> _Exercise requirements_
Reproduce the data below, requests included, from the line with "the glass pyramid" through the final line of the data, and reproduce only those lines. Multiply every point coordinate in the answers by 0.75, round each result to a whole number with halves going up, and leave out the pictures.

[Start Material provided]

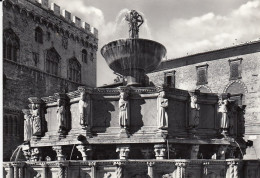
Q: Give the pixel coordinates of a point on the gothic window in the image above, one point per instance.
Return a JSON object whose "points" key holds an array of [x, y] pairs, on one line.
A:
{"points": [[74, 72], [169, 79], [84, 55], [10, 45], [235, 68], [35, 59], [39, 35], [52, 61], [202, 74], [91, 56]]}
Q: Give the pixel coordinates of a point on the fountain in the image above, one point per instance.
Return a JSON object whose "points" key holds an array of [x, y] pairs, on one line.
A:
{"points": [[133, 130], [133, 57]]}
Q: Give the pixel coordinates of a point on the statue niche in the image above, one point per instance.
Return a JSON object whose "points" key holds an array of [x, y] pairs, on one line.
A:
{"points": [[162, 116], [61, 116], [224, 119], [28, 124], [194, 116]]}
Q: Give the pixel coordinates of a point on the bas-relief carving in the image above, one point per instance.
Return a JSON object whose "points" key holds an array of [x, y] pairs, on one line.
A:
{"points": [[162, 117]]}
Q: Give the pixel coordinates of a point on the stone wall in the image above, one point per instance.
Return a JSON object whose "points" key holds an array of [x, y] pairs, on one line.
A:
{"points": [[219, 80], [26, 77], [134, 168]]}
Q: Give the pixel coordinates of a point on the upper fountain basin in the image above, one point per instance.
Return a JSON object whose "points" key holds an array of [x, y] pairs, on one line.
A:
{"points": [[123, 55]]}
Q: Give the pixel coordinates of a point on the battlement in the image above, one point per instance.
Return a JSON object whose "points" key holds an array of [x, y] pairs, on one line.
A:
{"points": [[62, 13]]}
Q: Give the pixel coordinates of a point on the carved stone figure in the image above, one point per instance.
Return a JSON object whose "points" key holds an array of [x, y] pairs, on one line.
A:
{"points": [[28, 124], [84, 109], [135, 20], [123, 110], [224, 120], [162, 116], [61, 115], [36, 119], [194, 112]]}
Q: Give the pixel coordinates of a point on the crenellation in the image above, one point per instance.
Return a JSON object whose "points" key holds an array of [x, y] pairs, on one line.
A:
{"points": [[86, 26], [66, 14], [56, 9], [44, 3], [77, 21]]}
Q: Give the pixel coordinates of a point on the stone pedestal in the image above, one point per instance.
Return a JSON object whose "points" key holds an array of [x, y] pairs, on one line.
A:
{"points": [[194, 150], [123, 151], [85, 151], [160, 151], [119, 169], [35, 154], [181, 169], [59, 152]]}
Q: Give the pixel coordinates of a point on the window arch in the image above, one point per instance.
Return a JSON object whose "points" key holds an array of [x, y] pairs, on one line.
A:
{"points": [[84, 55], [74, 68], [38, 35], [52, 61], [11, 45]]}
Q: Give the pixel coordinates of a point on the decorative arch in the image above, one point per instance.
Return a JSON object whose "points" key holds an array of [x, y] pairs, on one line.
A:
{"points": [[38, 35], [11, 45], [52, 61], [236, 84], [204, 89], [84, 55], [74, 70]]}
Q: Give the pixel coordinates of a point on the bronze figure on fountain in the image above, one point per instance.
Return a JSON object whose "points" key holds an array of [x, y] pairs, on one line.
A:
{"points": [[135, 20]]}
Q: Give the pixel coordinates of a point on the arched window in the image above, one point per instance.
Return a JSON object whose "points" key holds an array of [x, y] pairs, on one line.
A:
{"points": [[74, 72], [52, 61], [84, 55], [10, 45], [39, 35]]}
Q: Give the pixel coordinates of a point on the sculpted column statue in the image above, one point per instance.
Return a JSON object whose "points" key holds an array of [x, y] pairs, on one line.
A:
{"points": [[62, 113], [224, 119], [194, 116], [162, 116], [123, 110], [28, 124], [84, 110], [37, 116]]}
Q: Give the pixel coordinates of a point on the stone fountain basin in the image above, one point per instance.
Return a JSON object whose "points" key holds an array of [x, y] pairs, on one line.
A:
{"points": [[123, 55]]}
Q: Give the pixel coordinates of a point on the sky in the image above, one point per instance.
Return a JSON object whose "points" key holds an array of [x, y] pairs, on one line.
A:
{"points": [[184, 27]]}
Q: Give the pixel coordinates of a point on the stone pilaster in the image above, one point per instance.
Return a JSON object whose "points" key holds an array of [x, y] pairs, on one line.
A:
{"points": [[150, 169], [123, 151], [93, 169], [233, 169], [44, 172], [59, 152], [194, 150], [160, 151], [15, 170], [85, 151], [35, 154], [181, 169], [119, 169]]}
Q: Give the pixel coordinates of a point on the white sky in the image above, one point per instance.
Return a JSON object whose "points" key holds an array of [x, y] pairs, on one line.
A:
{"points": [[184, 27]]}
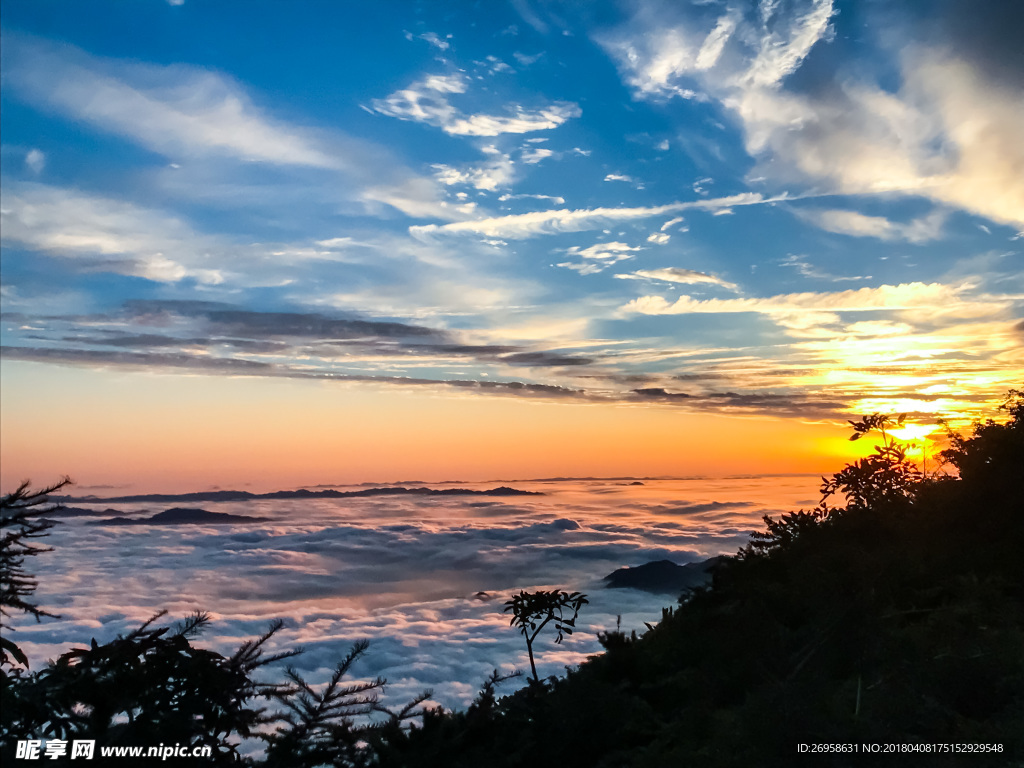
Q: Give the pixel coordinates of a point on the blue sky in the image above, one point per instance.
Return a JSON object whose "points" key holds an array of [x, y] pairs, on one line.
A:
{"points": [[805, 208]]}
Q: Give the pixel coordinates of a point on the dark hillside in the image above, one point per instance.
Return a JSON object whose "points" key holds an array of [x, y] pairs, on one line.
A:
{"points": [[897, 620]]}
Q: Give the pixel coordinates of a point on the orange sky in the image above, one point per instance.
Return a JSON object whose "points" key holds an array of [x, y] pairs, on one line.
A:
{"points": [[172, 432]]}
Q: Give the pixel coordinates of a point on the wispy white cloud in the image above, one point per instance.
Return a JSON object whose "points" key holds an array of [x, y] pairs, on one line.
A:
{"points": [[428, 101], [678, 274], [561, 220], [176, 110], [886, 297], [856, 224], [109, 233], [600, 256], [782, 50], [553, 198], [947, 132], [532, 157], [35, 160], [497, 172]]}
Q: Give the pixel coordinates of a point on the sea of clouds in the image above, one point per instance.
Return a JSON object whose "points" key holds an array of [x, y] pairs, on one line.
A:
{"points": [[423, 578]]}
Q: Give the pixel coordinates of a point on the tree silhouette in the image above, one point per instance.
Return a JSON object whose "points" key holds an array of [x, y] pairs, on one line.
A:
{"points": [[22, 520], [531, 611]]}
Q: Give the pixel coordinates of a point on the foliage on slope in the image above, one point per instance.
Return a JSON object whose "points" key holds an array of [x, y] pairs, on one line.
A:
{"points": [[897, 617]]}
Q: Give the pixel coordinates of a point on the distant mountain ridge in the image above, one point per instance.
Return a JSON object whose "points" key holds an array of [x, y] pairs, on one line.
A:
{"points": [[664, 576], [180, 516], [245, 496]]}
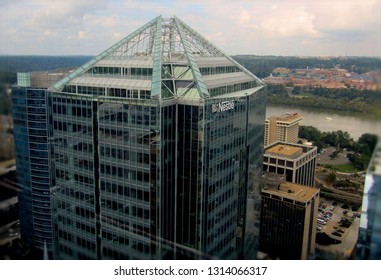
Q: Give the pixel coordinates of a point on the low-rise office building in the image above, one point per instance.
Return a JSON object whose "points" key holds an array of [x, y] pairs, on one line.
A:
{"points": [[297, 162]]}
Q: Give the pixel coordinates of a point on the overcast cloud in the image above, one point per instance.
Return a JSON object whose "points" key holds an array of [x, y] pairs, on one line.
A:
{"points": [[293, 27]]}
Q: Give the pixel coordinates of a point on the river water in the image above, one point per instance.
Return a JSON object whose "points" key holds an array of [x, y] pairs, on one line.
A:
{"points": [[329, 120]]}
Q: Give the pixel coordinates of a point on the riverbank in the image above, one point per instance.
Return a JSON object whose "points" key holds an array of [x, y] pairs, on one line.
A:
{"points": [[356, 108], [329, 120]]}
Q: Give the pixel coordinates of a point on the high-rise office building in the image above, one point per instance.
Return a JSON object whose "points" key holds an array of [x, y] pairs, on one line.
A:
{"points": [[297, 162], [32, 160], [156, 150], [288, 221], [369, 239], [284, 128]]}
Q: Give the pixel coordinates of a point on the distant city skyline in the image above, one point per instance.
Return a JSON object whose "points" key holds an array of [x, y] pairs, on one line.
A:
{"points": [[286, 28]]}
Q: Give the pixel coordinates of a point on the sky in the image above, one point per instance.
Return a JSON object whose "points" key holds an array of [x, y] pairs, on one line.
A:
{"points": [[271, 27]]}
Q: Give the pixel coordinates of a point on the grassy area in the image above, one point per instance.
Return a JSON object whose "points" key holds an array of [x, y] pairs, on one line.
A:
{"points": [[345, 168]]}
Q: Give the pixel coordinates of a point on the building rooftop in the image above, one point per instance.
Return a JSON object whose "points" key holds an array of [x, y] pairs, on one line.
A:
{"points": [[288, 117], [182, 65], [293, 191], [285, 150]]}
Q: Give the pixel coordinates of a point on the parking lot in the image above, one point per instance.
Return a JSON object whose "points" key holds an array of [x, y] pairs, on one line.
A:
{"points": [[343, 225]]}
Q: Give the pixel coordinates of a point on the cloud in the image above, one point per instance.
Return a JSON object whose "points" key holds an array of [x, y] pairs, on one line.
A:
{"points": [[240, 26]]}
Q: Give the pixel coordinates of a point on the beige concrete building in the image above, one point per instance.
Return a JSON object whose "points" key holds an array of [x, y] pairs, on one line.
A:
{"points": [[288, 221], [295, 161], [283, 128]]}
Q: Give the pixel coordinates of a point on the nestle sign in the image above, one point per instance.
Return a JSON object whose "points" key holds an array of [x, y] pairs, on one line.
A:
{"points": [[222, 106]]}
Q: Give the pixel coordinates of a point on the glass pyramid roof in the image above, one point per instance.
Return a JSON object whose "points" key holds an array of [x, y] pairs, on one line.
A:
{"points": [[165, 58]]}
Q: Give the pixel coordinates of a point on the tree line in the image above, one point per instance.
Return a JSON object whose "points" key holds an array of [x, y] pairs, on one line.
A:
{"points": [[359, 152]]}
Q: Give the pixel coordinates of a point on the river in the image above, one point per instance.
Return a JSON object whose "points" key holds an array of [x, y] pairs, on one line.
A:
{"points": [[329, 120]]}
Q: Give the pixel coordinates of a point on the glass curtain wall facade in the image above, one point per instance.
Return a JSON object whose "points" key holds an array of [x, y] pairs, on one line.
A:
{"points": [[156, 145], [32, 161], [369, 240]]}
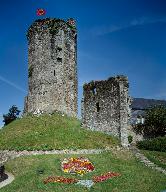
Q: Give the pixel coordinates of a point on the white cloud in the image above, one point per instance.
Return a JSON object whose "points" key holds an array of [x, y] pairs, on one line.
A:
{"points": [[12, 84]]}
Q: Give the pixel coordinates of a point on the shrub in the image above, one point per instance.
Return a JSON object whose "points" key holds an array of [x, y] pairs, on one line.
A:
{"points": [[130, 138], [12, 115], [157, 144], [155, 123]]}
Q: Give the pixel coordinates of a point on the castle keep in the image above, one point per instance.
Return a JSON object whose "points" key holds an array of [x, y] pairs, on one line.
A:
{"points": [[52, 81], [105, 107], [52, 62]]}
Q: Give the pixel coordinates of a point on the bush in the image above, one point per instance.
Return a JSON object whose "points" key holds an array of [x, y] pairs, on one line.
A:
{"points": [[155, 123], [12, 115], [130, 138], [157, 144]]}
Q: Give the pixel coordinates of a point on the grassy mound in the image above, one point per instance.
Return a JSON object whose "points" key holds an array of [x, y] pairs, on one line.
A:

[End Material provided]

> _Task answer_
Q: Give the pixel coordinates of a point on the glass pyramid roof in the image above, one point per instance.
Return a JSON object whose "points" key holds an array of [x, y] pairs, on one line.
A:
{"points": [[124, 44]]}
Q: Give the pixel coordinates of a point on the tree line in the image above, one point per instance.
Return a JSON object whose "points" key holds an array of [x, y] pairs, on one line.
A:
{"points": [[269, 114]]}
Q: Give the pixel coordinates of a point on the river in the image above, one point per instance.
Return a JSON object whose "points" key holds an array of [x, y] pairs, on one line.
A:
{"points": [[247, 90]]}
Q: Give the pixel coordinates of a point on the glass curtain wall facade in the image above, one point per instance.
Return a JSON object whose "points" key holds an array of [x, y] pairs, on one line.
A:
{"points": [[117, 109], [24, 121], [277, 180]]}
Q: Give the pixel coordinates of a point on the white cloud in the image above, one point per instance.
Return a JSON object whose "points" key holds an array of [x, y] pairs, on one line.
A:
{"points": [[9, 63]]}
Q: Give the pixel coordinates of a point on the shrub in the image above, one point per instance.
Return a JSON object whose "points" key holds an array of [x, y] pairs, on one line.
A:
{"points": [[98, 104], [9, 86], [118, 108], [116, 92]]}
Q: Give the pixel coordinates of a point on the castle keep in the image above, one point per instance.
Return a JSON object whose "points" key holds an array of [x, y] pairs, on one line.
A:
{"points": [[39, 61], [79, 80], [39, 47]]}
Q: Give the pixel coordinates of a point on the bush in the image above, one point per instance.
Return a JSON object whose "points" key holds an array of [x, y] pairs, on one line.
A:
{"points": [[116, 92], [9, 86], [98, 104], [118, 108]]}
Q: Give the pixel coordinates of a point on the grassy mound in the image above, one point per instance.
Return a JSON object whose "points" key holds an array of [x, y] pairs, on one line.
A:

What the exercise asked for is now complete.